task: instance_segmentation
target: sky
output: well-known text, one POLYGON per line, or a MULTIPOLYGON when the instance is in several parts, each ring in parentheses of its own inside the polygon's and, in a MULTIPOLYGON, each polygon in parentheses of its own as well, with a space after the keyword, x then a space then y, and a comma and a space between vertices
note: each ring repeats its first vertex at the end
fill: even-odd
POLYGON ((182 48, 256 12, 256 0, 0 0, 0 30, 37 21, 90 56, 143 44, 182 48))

____________________

Task requirements: Convert the listing above into a numbered list with one item per line, and leave out any blank lines.

Finished task:
1. task: instance_segmentation
2. target: sky
3. output: well-known text, one POLYGON per line, or a MULTIPOLYGON when the instance is in several parts, each ring in parentheses of its own inside the polygon's and, in a MULTIPOLYGON, each polygon in parentheses of its own as well, with a space after the keyword, x then a space then y, and a comma and a space between vertices
4. note: each ring repeats its first vertex at the end
5. fill: even-odd
6. POLYGON ((182 48, 256 12, 256 0, 0 0, 0 30, 37 21, 90 56, 143 44, 182 48))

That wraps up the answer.